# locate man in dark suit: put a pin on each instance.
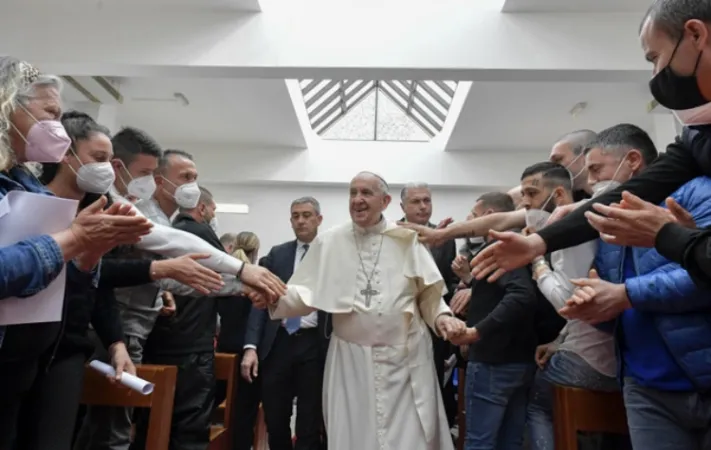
(290, 354)
(416, 204)
(186, 340)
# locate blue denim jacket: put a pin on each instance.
(28, 266)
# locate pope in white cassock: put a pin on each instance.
(383, 288)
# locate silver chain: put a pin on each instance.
(362, 264)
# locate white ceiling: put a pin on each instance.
(576, 5)
(257, 113)
(514, 116)
(238, 5)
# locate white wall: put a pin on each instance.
(269, 208)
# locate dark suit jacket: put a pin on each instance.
(261, 330)
(193, 327)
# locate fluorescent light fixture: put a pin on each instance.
(233, 208)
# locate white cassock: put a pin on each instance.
(380, 385)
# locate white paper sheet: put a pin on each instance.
(24, 215)
(130, 381)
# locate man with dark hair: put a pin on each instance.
(568, 152)
(578, 355)
(416, 204)
(676, 38)
(503, 343)
(228, 241)
(186, 340)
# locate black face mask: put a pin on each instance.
(677, 92)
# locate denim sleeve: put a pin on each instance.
(29, 266)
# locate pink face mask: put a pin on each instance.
(701, 115)
(47, 141)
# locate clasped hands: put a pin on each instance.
(634, 222)
(595, 300)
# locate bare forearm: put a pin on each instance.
(481, 226)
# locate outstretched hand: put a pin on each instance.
(512, 251)
(635, 222)
(450, 327)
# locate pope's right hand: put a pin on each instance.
(510, 252)
(249, 367)
(427, 235)
(258, 299)
(98, 230)
(263, 280)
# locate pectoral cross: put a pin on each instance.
(368, 292)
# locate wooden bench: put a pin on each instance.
(99, 391)
(584, 410)
(226, 369)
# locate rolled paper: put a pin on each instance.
(130, 381)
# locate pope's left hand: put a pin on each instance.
(120, 361)
(634, 222)
(450, 327)
(259, 300)
(596, 300)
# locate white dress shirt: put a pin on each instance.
(310, 321)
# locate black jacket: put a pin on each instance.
(444, 255)
(86, 304)
(261, 331)
(685, 159)
(504, 314)
(193, 327)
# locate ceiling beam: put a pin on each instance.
(390, 42)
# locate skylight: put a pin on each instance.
(377, 110)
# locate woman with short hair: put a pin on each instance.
(30, 131)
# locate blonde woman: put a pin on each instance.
(30, 131)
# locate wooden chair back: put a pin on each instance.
(577, 409)
(99, 391)
(226, 369)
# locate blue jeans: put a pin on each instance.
(663, 420)
(496, 397)
(567, 369)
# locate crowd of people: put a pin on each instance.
(592, 273)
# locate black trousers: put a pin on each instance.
(49, 412)
(442, 350)
(192, 404)
(16, 380)
(293, 369)
(246, 408)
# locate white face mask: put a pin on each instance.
(602, 187)
(572, 175)
(95, 178)
(142, 187)
(476, 240)
(537, 218)
(187, 195)
(605, 186)
(701, 115)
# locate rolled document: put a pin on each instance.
(128, 380)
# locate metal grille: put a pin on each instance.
(426, 103)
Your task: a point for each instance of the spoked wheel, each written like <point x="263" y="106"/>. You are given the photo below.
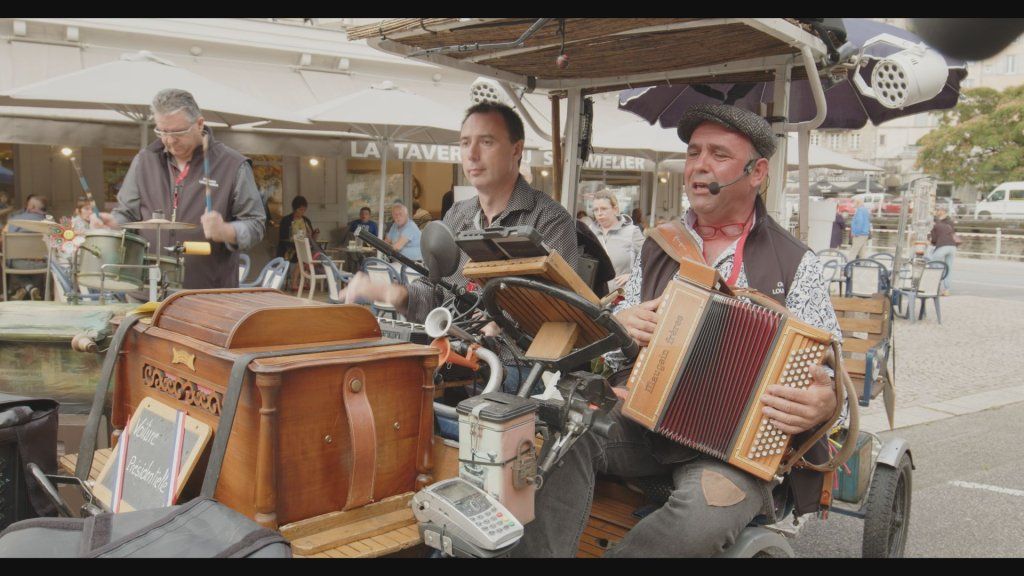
<point x="888" y="519"/>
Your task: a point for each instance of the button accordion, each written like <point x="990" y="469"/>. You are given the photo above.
<point x="700" y="379"/>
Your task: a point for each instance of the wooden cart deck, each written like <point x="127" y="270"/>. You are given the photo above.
<point x="392" y="527"/>
<point x="390" y="522"/>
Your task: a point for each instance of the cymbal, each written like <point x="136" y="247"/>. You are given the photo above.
<point x="159" y="223"/>
<point x="42" y="227"/>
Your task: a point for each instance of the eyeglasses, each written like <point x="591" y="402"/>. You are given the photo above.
<point x="174" y="134"/>
<point x="728" y="231"/>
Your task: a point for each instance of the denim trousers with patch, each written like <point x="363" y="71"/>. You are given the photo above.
<point x="711" y="502"/>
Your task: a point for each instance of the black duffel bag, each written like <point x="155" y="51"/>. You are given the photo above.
<point x="202" y="528"/>
<point x="28" y="435"/>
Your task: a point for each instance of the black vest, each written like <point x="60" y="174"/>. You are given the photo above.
<point x="771" y="256"/>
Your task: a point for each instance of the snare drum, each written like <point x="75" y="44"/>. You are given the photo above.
<point x="170" y="272"/>
<point x="113" y="247"/>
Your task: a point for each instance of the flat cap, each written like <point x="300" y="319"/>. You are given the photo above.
<point x="742" y="121"/>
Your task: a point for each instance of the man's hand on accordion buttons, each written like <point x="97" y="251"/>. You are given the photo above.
<point x="641" y="320"/>
<point x="798" y="410"/>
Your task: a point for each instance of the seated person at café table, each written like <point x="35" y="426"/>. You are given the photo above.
<point x="403" y="234"/>
<point x="363" y="221"/>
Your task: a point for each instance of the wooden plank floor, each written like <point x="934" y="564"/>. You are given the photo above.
<point x="382" y="544"/>
<point x="611" y="518"/>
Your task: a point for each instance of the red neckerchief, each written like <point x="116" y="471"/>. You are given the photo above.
<point x="737" y="260"/>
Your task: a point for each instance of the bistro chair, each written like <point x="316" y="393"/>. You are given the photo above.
<point x="929" y="288"/>
<point x="307" y="266"/>
<point x="273" y="276"/>
<point x="335" y="280"/>
<point x="865" y="277"/>
<point x="24" y="246"/>
<point x="833" y="266"/>
<point x="885" y="258"/>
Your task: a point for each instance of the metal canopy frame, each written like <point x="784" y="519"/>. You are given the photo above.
<point x="806" y="50"/>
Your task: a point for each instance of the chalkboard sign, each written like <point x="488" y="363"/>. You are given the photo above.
<point x="160" y="440"/>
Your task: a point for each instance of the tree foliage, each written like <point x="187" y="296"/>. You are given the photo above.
<point x="980" y="141"/>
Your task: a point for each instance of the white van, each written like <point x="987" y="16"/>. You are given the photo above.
<point x="1007" y="201"/>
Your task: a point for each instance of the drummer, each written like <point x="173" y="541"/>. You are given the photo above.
<point x="168" y="175"/>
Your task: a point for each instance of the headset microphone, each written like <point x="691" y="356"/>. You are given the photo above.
<point x="715" y="188"/>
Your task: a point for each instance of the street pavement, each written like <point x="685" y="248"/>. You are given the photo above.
<point x="991" y="279"/>
<point x="960" y="404"/>
<point x="968" y="493"/>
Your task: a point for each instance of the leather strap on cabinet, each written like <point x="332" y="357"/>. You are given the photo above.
<point x="364" y="439"/>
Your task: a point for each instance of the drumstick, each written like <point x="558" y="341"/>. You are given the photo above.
<point x="85" y="186"/>
<point x="206" y="171"/>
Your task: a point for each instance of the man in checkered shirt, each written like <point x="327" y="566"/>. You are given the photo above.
<point x="492" y="144"/>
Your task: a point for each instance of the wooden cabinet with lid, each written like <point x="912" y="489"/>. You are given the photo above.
<point x="314" y="432"/>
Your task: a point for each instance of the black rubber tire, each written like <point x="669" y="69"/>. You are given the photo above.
<point x="888" y="521"/>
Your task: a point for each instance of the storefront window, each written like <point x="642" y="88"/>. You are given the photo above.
<point x="365" y="184"/>
<point x="268" y="172"/>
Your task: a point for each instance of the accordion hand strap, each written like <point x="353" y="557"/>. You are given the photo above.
<point x="844" y="384"/>
<point x="762" y="299"/>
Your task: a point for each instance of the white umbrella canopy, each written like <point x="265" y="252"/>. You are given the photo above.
<point x="128" y="85"/>
<point x="387" y="115"/>
<point x="383" y="113"/>
<point x="640" y="139"/>
<point x="818" y="157"/>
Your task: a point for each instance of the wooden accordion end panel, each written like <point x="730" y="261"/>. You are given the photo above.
<point x="314" y="432"/>
<point x="712" y="358"/>
<point x="530" y="309"/>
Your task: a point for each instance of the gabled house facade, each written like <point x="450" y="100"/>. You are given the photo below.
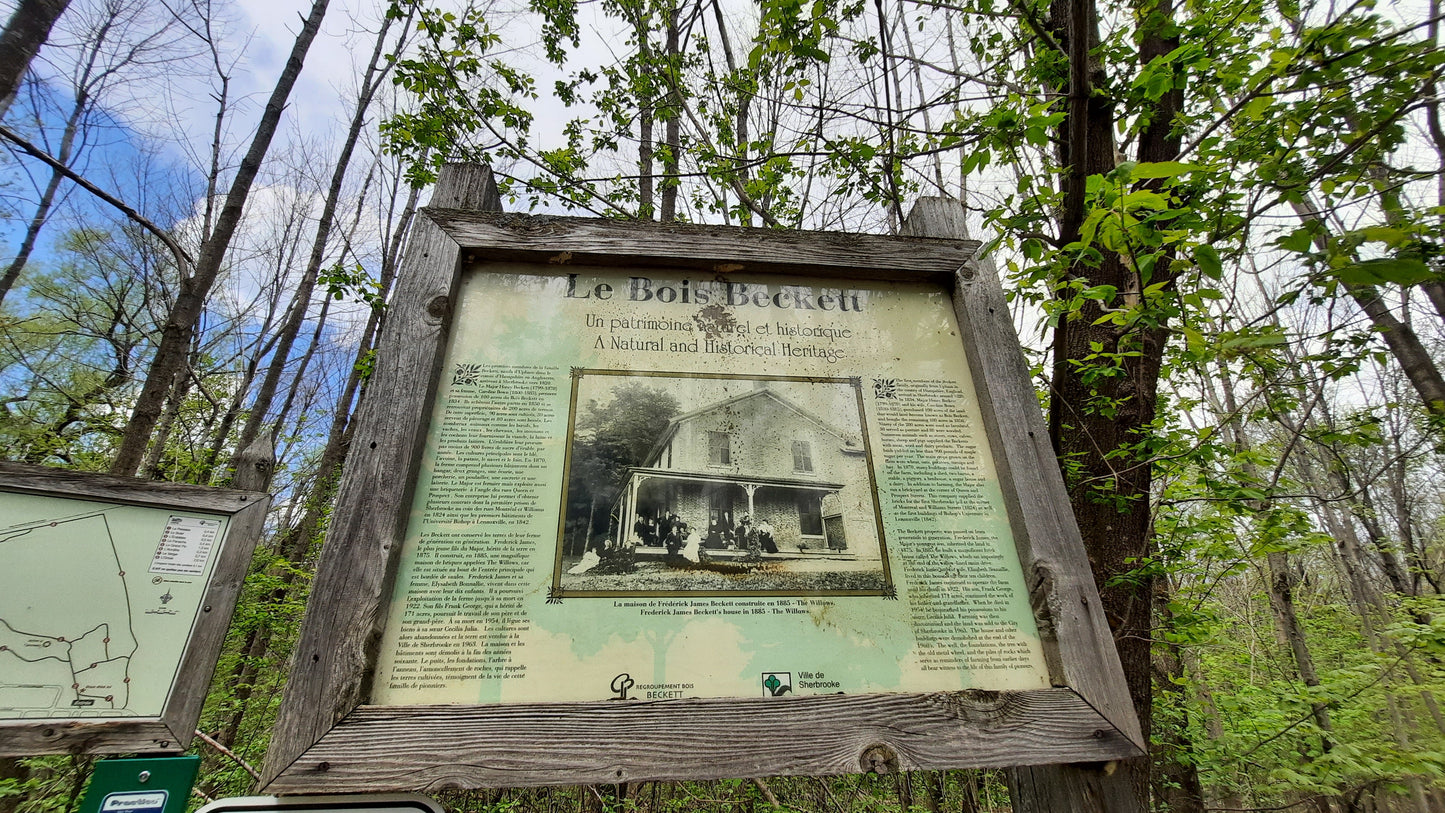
<point x="762" y="457"/>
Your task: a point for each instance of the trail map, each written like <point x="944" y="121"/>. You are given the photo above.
<point x="96" y="604"/>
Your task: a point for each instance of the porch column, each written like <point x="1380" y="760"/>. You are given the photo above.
<point x="750" y="488"/>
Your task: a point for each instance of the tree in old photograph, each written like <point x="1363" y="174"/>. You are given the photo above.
<point x="611" y="435"/>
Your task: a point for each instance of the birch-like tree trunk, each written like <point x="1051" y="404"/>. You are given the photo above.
<point x="185" y="312"/>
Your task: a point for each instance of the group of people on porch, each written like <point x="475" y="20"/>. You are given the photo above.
<point x="675" y="533"/>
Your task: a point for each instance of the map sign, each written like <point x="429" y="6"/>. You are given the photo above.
<point x="97" y="604"/>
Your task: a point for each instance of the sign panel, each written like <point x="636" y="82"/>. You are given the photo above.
<point x="140" y="786"/>
<point x="116" y="653"/>
<point x="648" y="484"/>
<point x="348" y="803"/>
<point x="627" y="500"/>
<point x="110" y="592"/>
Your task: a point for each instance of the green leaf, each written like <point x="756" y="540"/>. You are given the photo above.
<point x="1208" y="262"/>
<point x="1386" y="270"/>
<point x="1161" y="169"/>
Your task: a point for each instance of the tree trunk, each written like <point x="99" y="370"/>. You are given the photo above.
<point x="671" y="123"/>
<point x="291" y="328"/>
<point x="185" y="312"/>
<point x="52" y="187"/>
<point x="23" y="35"/>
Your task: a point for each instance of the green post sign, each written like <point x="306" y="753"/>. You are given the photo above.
<point x="142" y="786"/>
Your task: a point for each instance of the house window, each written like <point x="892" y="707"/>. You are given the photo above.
<point x="809" y="514"/>
<point x="720" y="449"/>
<point x="802" y="455"/>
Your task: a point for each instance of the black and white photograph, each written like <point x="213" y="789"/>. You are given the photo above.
<point x="718" y="484"/>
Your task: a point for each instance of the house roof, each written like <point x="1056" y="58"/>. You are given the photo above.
<point x="672" y="425"/>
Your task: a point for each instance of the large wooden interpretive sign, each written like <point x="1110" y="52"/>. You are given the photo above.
<point x="114" y="597"/>
<point x="658" y="501"/>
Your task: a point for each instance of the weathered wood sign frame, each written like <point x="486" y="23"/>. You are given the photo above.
<point x="174" y="728"/>
<point x="328" y="738"/>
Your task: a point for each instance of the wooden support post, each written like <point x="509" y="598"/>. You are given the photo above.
<point x="1087" y="787"/>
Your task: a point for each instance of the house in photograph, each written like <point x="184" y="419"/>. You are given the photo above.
<point x="763" y="458"/>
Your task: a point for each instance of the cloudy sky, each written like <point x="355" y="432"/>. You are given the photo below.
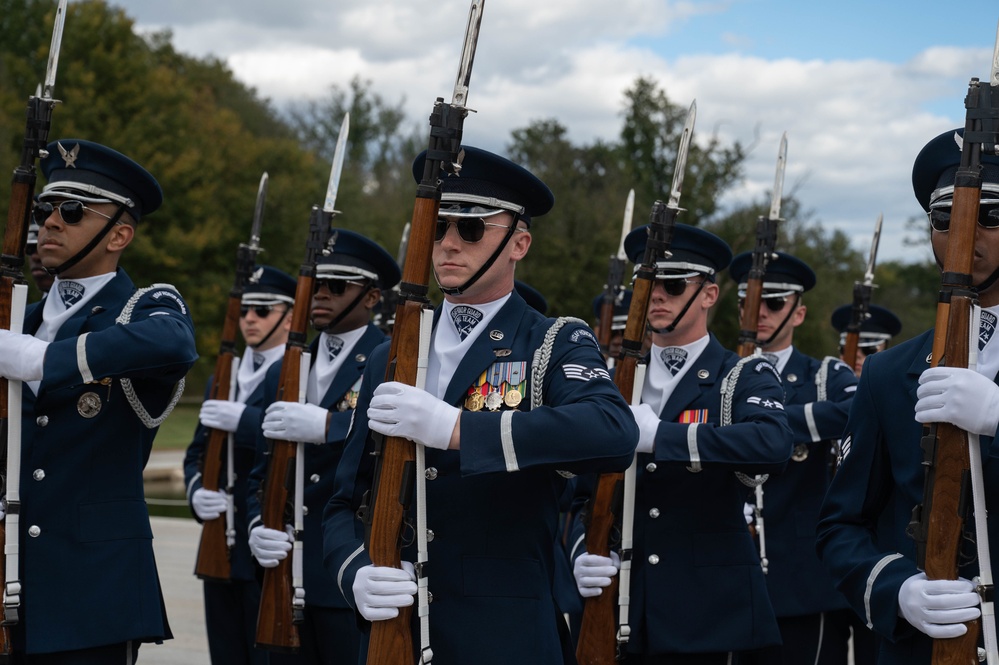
<point x="858" y="85"/>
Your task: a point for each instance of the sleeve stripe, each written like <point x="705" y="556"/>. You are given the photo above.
<point x="506" y="438"/>
<point x="881" y="565"/>
<point x="695" y="455"/>
<point x="813" y="429"/>
<point x="81" y="358"/>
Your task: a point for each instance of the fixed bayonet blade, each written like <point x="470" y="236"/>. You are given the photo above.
<point x="53" y="66"/>
<point x="779" y="179"/>
<point x="629" y="213"/>
<point x="258" y="213"/>
<point x="337" y="168"/>
<point x="681" y="158"/>
<point x="460" y="97"/>
<point x="872" y="259"/>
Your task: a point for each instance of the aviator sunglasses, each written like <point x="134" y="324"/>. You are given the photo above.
<point x="70" y="211"/>
<point x="988" y="218"/>
<point x="470" y="229"/>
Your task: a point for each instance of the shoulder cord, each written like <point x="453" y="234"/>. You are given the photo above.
<point x="126" y="384"/>
<point x="728" y="395"/>
<point x="12" y="486"/>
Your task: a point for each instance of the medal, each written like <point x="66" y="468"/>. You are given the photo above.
<point x="512" y="398"/>
<point x="89" y="405"/>
<point x="493" y="401"/>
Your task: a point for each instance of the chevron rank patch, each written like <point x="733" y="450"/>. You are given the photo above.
<point x="575" y="372"/>
<point x="765" y="402"/>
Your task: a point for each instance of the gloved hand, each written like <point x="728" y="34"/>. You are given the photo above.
<point x="379" y="591"/>
<point x="648" y="424"/>
<point x="959" y="396"/>
<point x="23" y="356"/>
<point x="221" y="414"/>
<point x="291" y="421"/>
<point x="400" y="410"/>
<point x="269" y="546"/>
<point x="938" y="608"/>
<point x="209" y="504"/>
<point x="593" y="572"/>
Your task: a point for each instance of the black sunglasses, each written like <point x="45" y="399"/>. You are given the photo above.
<point x="337" y="287"/>
<point x="773" y="304"/>
<point x="470" y="229"/>
<point x="988" y="218"/>
<point x="70" y="211"/>
<point x="262" y="311"/>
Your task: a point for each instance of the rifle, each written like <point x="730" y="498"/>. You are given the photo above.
<point x="615" y="278"/>
<point x="13" y="300"/>
<point x="282" y="600"/>
<point x="390" y="640"/>
<point x="215" y="549"/>
<point x="763" y="251"/>
<point x="597" y="643"/>
<point x="390" y="298"/>
<point x="862" y="291"/>
<point x="938" y="523"/>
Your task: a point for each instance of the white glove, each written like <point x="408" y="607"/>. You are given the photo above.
<point x="648" y="424"/>
<point x="593" y="572"/>
<point x="400" y="410"/>
<point x="379" y="591"/>
<point x="209" y="504"/>
<point x="221" y="414"/>
<point x="962" y="397"/>
<point x="269" y="546"/>
<point x="23" y="356"/>
<point x="291" y="421"/>
<point x="938" y="608"/>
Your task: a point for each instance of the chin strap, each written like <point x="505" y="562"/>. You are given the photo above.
<point x="72" y="261"/>
<point x="457" y="291"/>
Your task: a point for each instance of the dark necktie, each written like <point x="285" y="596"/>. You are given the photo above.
<point x="674" y="358"/>
<point x="465" y="319"/>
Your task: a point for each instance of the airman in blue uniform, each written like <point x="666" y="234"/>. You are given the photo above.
<point x="102" y="364"/>
<point x="813" y="617"/>
<point x="349" y="283"/>
<point x="881" y="477"/>
<point x="876" y="332"/>
<point x="496" y="439"/>
<point x="697" y="590"/>
<point x="231" y="606"/>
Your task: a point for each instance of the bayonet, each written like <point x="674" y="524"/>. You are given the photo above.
<point x="779" y="179"/>
<point x="681" y="158"/>
<point x="337" y="167"/>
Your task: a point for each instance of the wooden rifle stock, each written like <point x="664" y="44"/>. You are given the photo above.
<point x="597" y="643"/>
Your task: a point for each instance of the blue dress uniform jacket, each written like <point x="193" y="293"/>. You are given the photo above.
<point x="881" y="477"/>
<point x="798" y="582"/>
<point x="86" y="545"/>
<point x="697" y="585"/>
<point x="321" y="462"/>
<point x="244" y="454"/>
<point x="493" y="506"/>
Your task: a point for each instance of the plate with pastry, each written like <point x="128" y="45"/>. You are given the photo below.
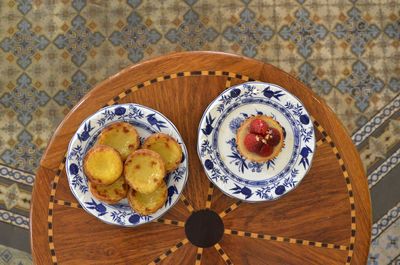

■ What you will do
Your copy should hold only the lines running from the one that contains "Your task: a point for each instance of the airman" through the final line of the data; transcribe them exactly, both ends included, and leave pictures out.

■ Expected answer
Your task: a point for each instance of the airman in blue uniform, each written like <point x="666" y="234"/>. You are given the photo above.
<point x="102" y="364"/>
<point x="813" y="617"/>
<point x="349" y="283"/>
<point x="881" y="477"/>
<point x="876" y="332"/>
<point x="496" y="439"/>
<point x="697" y="590"/>
<point x="231" y="606"/>
Your task: a point for each instance of the bayonet, each written like <point x="674" y="524"/>. You are given the photo above.
<point x="779" y="179"/>
<point x="681" y="158"/>
<point x="337" y="167"/>
Your task: a point for each instance of the wooden rifle stock, each written like <point x="664" y="44"/>. You are given the photo above.
<point x="597" y="643"/>
Your task: a point for each instance of the blue dress uniform jacket, each written like <point x="193" y="293"/>. You are given the photo above.
<point x="881" y="477"/>
<point x="798" y="582"/>
<point x="86" y="545"/>
<point x="697" y="585"/>
<point x="321" y="462"/>
<point x="244" y="454"/>
<point x="493" y="506"/>
Your task: a point for each instance of the plate with pastry, each written like <point x="128" y="45"/>. You are given the photo below.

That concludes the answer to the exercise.